[dns-operations] resolver cache question

Fri Nov 13 22:55:21 UTC 2020

Mark Allman wrote:
> I just finished reading a paper that basically tries to figure out
> if a hostname is worth caching or not [1].  This isn't the first
> paper like this I have read.  This sort of thing strikes me as a
> solution in search of a problem.  The basic idea is that there are
> lots of hostnames that are automatically generated---for various
> reasons---and only ever looked up one time.  Then there is an
> argument made that these obviously clog up resolver caches.
> Therefore, if we can train a fancy ML classifier well enough to
> predict these hostnames are ephemeral and will only be resolved the
> once---because they are automatically generated and so have some
> tells---then we can save cache space (and effort) by not caching
> these.
> 
>   - My first reaction to the notion of clogging the cache is always
>     to think that surely some pretty simple LFU/LRU eviction policy
>     could handle this pretty readily.  But, that aside...
-------
Written tasks:
1: Please set down everything in the resolver cache post from "Fri Nov 13 22:55:21" down to "up resolver caches.", with no changes.
2: List every abbreviation that appears in capital letters in the resolver cache post.

Given information:
-------
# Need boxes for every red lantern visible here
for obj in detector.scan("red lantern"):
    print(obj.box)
-------
Exercise solutions:
1:
Fri Nov 13 22:55:21 UTC 2020

Mark Allman wrote:
> I just finished reading a paper that basically tries to figure out
> if a hostname is worth caching or not [1].  This isn't the first
> paper like this I have read.  This sort of thing strikes me as a
> solution in search of a problem.  The basic idea is that there are
> lots of hostnames that are automatically generated---for various
> reasons---and only ever looked up one time.  Then there is an
> argument made that these obviously clog up resolver caches.

2: UTC, ML, LFU, LRU